#### Referring expression pointing data:
•••••
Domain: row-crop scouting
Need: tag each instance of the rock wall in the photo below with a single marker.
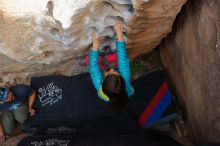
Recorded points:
(52, 37)
(191, 56)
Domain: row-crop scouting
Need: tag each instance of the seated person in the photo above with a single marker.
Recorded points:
(15, 104)
(115, 87)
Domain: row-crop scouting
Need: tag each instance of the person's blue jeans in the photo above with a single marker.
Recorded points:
(9, 118)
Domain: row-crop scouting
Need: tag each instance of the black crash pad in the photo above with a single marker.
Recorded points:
(64, 100)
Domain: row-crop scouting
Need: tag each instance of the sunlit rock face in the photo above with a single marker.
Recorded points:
(40, 37)
(191, 57)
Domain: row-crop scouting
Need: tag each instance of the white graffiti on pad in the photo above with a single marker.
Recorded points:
(50, 94)
(61, 129)
(51, 142)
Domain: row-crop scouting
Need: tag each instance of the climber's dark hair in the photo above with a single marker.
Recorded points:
(114, 87)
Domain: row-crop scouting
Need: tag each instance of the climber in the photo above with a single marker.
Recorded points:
(113, 87)
(15, 104)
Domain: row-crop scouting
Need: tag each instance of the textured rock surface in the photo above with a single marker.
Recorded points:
(52, 37)
(191, 56)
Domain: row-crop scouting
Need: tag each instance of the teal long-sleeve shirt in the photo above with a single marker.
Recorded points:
(123, 68)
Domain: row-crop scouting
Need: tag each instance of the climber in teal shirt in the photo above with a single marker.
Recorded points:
(114, 86)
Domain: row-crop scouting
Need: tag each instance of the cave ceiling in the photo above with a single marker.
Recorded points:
(40, 37)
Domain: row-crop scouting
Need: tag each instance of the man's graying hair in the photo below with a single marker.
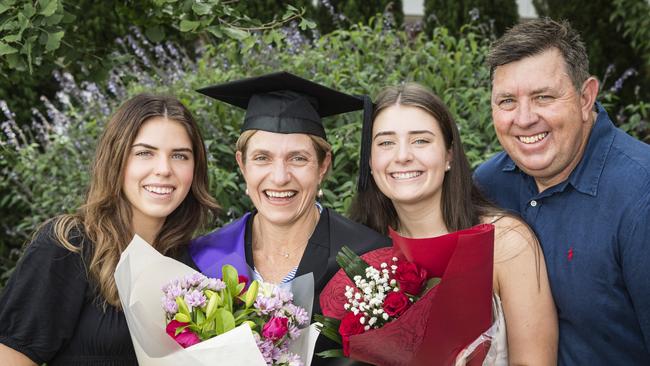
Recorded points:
(536, 36)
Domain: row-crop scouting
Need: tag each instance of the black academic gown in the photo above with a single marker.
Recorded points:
(332, 232)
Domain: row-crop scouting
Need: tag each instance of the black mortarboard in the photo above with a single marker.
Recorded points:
(285, 103)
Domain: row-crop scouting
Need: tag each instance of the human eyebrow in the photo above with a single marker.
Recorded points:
(420, 132)
(384, 133)
(151, 147)
(541, 91)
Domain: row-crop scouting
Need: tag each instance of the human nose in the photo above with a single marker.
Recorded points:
(526, 114)
(404, 153)
(280, 173)
(163, 166)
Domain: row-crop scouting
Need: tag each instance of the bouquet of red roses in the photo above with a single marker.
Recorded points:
(389, 308)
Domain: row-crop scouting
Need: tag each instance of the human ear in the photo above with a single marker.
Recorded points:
(588, 97)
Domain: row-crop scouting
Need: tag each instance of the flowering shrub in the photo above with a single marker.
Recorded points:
(44, 168)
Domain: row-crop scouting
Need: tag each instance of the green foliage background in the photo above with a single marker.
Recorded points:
(453, 14)
(44, 162)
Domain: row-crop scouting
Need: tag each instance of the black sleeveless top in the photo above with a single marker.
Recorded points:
(50, 312)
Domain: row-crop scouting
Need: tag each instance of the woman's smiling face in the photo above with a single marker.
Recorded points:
(282, 175)
(408, 157)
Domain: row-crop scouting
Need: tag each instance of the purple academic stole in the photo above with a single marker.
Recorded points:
(224, 246)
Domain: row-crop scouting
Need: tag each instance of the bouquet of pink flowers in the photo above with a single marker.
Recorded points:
(206, 320)
(198, 308)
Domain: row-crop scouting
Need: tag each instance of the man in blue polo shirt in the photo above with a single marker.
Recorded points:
(581, 183)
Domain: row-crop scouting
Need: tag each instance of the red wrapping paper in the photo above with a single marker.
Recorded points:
(449, 317)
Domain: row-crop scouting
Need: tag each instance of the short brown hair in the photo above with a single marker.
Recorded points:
(321, 146)
(536, 36)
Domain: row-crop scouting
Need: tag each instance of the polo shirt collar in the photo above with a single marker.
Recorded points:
(586, 175)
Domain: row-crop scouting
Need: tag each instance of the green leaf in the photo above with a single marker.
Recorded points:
(215, 31)
(251, 294)
(351, 263)
(155, 33)
(48, 7)
(189, 25)
(224, 321)
(182, 306)
(4, 7)
(12, 38)
(6, 49)
(305, 23)
(201, 8)
(211, 309)
(54, 40)
(331, 353)
(53, 19)
(230, 276)
(238, 34)
(200, 317)
(183, 318)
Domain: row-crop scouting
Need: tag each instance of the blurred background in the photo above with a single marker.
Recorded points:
(66, 65)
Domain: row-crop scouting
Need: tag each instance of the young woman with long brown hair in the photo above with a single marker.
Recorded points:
(149, 177)
(415, 179)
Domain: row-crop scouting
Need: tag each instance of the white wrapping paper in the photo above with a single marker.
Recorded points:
(140, 276)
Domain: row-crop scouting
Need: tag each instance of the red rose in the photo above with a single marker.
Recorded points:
(350, 325)
(275, 328)
(243, 279)
(410, 277)
(396, 303)
(185, 338)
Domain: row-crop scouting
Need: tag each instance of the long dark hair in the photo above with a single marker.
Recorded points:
(462, 203)
(105, 217)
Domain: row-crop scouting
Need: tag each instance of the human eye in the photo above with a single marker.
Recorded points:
(385, 143)
(299, 158)
(260, 157)
(506, 103)
(544, 98)
(180, 156)
(143, 153)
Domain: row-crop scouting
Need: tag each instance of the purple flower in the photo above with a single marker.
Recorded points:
(213, 284)
(276, 328)
(294, 332)
(195, 299)
(283, 294)
(169, 306)
(267, 305)
(298, 313)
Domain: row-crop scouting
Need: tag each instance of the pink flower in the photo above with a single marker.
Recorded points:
(396, 303)
(275, 328)
(350, 325)
(411, 278)
(185, 338)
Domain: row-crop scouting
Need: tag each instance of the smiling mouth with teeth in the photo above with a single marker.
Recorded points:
(405, 175)
(159, 190)
(532, 139)
(280, 194)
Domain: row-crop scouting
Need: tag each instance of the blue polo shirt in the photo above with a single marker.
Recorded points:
(594, 229)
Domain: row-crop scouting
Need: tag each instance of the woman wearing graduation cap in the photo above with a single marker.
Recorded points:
(284, 157)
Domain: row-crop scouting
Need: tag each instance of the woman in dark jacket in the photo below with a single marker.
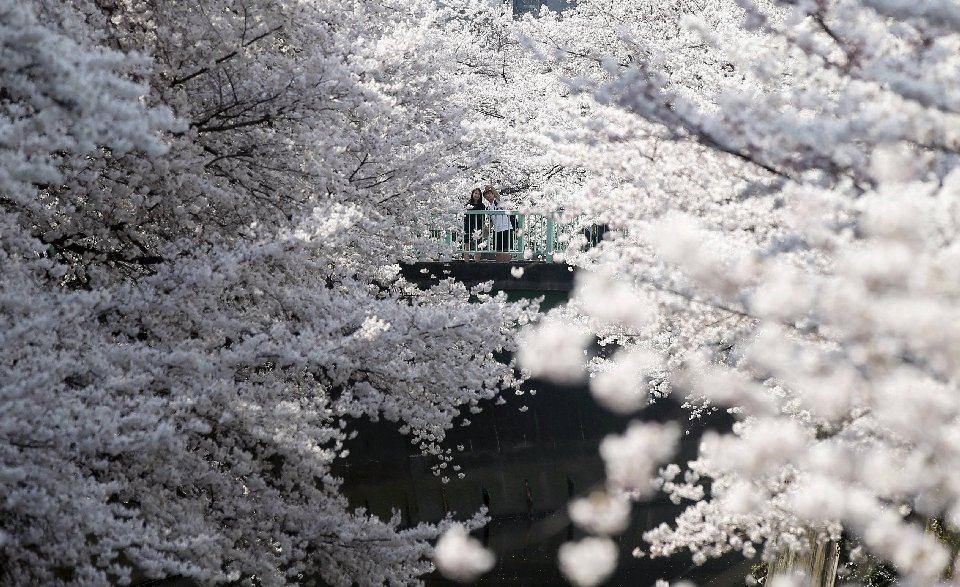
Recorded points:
(472, 223)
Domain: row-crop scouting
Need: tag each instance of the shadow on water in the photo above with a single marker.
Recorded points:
(525, 467)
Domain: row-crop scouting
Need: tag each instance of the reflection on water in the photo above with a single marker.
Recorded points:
(525, 467)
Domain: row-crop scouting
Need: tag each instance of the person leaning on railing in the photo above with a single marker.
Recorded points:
(502, 228)
(472, 223)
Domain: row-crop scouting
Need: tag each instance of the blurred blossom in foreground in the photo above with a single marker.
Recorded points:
(588, 562)
(460, 557)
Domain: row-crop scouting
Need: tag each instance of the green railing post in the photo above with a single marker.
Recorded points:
(550, 237)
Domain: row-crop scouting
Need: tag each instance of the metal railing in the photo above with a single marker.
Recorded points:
(510, 235)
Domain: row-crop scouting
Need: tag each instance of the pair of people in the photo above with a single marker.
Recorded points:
(501, 226)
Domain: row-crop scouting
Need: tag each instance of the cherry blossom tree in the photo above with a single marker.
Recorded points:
(806, 286)
(202, 207)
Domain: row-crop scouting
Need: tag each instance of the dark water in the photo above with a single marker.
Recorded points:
(525, 466)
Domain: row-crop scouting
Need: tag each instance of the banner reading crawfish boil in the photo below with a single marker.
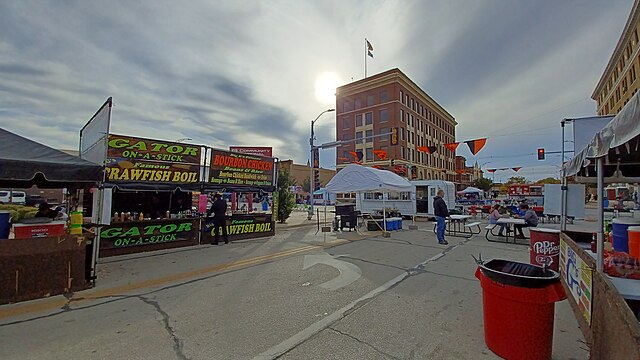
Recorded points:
•••••
#### Exercise details:
Copy out every line of the data exactly, leaving the images behind.

#### Task response:
Domain: row-crop scouting
Need: tag each instance of the rock wall in the photo below with a single marker.
Recorded points:
(52, 37)
(191, 56)
Domain: row-crop scouting
Need: tag each instance of the seated person in the photo above with a single marker.
Recorded points:
(15, 104)
(115, 87)
Domain: row-crop scouting
Need: tag each instance of the person's blue jeans in the photo above with a single marker.
Recorded points:
(9, 118)
Domain: row-crop scouting
Need: tag each instance of the black crash pad in the photo above with a single marker.
Recorded points:
(64, 100)
Domain: row-crop scouting
Need: tag each instance of the sunlit rock face in the photo above with a single marker.
Recorded points:
(40, 37)
(191, 57)
Domain: row-crop scouting
Need: tag each instance of the white graffiti on pad in the photo above with a single marker.
Recorded points:
(50, 94)
(61, 129)
(51, 142)
Domain: row-crop scouting
Need: tag each instance of the climber's dark hair in the photo above with a single marker.
Recorded points:
(114, 87)
Domain: row-crop scouting
Need: tag each instance of the climber in the photo above with a single marker.
Recorded points:
(113, 87)
(15, 104)
Domain: row-crop scouting
Need: tag each instance of the textured rock surface in the photo above with a single marker.
Recorded points:
(52, 37)
(191, 56)
Domain: row-crop scouting
Need: tag each instance of the teal long-sleeve shirt in the photo above with a single marker.
Recorded points:
(123, 68)
Domain: row-crop scouting
Need: tag each instance of the climber in teal shirt in the photo above with a single marker.
Recorded points:
(114, 86)
Domain: row-crop scouting
Need: tag each instance of the cave ceiling in the photo above with a single marker.
Recorded points:
(40, 37)
Domain: row-crop scouting
Need: tag each instance of the man's graying hair in the photo below with a single marker.
Recorded points:
(536, 36)
Domain: row-crop scouting
Need: tag each instance of the black academic gown in the photo above with a single marker.
Recorded points:
(332, 232)
Domain: row-crop scouting
Need: tag each instance of the black mortarboard in the photo above with a single marker.
Recorded points:
(285, 103)
Domain: row-crop scouting
Need: tag each instance of the human eyebrow in the photo above with a single marker.
Recorded points:
(420, 132)
(384, 133)
(151, 147)
(541, 91)
Domain: row-crop scouting
Need: tag each instance of the human nose in the photo above with a single marker.
Recorded points:
(526, 114)
(404, 153)
(280, 173)
(163, 166)
Domain: row-crop scouting
Need: tag each instance of the bouquet of red roses in the photo above with a single marker.
Recorded points:
(389, 308)
Domain: row-crop scouting
Need: tag each instance of the human ear in the photo above with a single marker.
Recorded points:
(588, 97)
Domain: row-crop scouting
Need: tag each instance of the flowering shrub in the photo above with a single marker.
Recorded points:
(44, 168)
Domain: row-crop scouting
Need: tag each instance of the green foliage background in the photo above with a single marker.
Recorded points:
(453, 14)
(44, 162)
Domain: row-crop scouting
Need: tag each instance of the black sleeveless top in the photo above with a single marker.
Recorded points:
(50, 312)
Domain: row-crop scouting
Need: tag each instance of the woman's smiling face in the photo above with a single marker.
Recorded points:
(282, 175)
(408, 157)
Domain: row-crop scouting
Need: tag each instance of the purple academic stole in the photo above with a single marker.
Recorded points:
(224, 246)
Domain: row-crop scouting
Need: tag each instance of the bouquet of pink flowers in the photo above with a single marker.
Recorded points:
(206, 320)
(198, 308)
Domain: row-crop scouting
Need: tag each instance of the man in blue polo shirt in the photo above with a single marker.
Recorded points:
(581, 183)
Domain: row-crop scouting
Need: tag each instance of the red wrapping paper in the photo above with a single marker.
Recorded points:
(449, 317)
Domain: row-crop scouting
Need: tag each instance of the short brown hair in the photo above with a single marker.
Recorded points:
(321, 146)
(536, 36)
Domain: row-crop scouting
Need: tag each instance of the polo shirt collar in the photo above with a single marker.
Recorded points:
(586, 175)
Domain: row-crop scouting
Need: tag each instance of the green leaf in the photo above with a single marker.
Recorded points:
(215, 31)
(251, 294)
(351, 263)
(155, 33)
(48, 7)
(189, 25)
(224, 321)
(182, 306)
(4, 7)
(12, 38)
(6, 49)
(305, 23)
(201, 8)
(211, 309)
(54, 40)
(331, 353)
(53, 19)
(230, 276)
(238, 34)
(200, 317)
(183, 318)
Domain: row-crop scouting
Need: tag each instance of the blurred background in the photo above with a single marker.
Recorded points:
(66, 65)
Domain: row-crop scouting
Need: tag each instance of the young woman with long brown hair in the photo above with a single marker.
Recorded points:
(149, 177)
(415, 179)
Domain: row-crop scouting
Need: tag each instance of the white wrapping paper in the photo above with a single marker.
Recorded points:
(140, 276)
Domain: row-crop scouting
Need: tag each instance of the red rose in the photo above with a single marker.
Recorded points:
(350, 325)
(275, 328)
(243, 279)
(410, 277)
(396, 303)
(185, 338)
Domain: row-crop scouting
Need: tag each instance of the long dark hair in the photo above with a single marker.
Recorded points:
(462, 203)
(105, 217)
Domain: row-crop scouting
Need: tag each instance of the human eye in the photo above with a single marker.
Recorded points:
(385, 143)
(299, 158)
(260, 157)
(506, 103)
(544, 98)
(180, 156)
(143, 153)
Domain: row-crop scouting
Need: tag each instance of the purple flower in the photo above with a single marker.
Recorded points:
(213, 284)
(276, 328)
(294, 332)
(195, 299)
(283, 294)
(169, 306)
(267, 305)
(298, 313)
Domain: row-crop scouting
Need: tag each instance of the pink flower in the photo above with a single marker.
Recorded points:
(396, 303)
(275, 328)
(350, 325)
(411, 278)
(185, 338)
Domain: row-crop scouting
Need: tag each instance of the smiling mouth with teeth in the photo above with a single marker.
Recorded points:
(405, 175)
(159, 190)
(532, 139)
(280, 194)
Domain: row-crop scouting
Need: tag each instance of the blue polo shirt in the photo above with a single marker.
Recorded points:
(594, 229)
Domain: row-crop scouting
Need: tag each instance of the woman wearing graduation cap in the photo above with a single marker.
Recorded points:
(284, 157)
Domain: row-crop scouting
Need: tag each instance of the woman in dark jacket in the photo below with a single marker.
Recorded points:
(472, 223)
Domain: row-crop scouting
Need: tag each instance of the shadow on water in the photo above with a single marker.
Recorded points:
(525, 467)
Domain: row-crop scouting
Need: tag each instance of the reflection on water in the photo above with a single marker.
Recorded points:
(525, 467)
Domain: row-crop scouting
Need: tag each instance of the person leaning on railing in the photo above with a single marker.
Recorded points:
(502, 228)
(472, 223)
Domain: row-crop scouting
Need: tag each instance of the blurred blossom in foreground in the photo above with a single marker.
Recorded points:
(588, 562)
(460, 557)
Domain: row-crop scouting
Need: tag each instance of the green railing post in the photo above with a single marker.
Recorded points:
(550, 237)
Domain: row-crop scouting
Need: tag each instance of the metal railing in the photo above with a single marker.
Recorded points:
(510, 235)
Domain: row-crop scouting
Need: tag each instance of the pair of people in the photo above with a single marker.
Recorded points:
(501, 226)
Domain: row-crop scouting
Need: tag each instance of the cherry blossom tree in the photo above with a single marker.
Recorded points:
(806, 286)
(202, 207)
Domain: row-crop scouting
Need: tag each instance of the dark water in the photo above with a single marker.
Recorded points:
(525, 466)
Domain: row-crop scouting
Need: tag each instance of the banner reading crawfish boil in the photo below with a single marker.
Recorded points:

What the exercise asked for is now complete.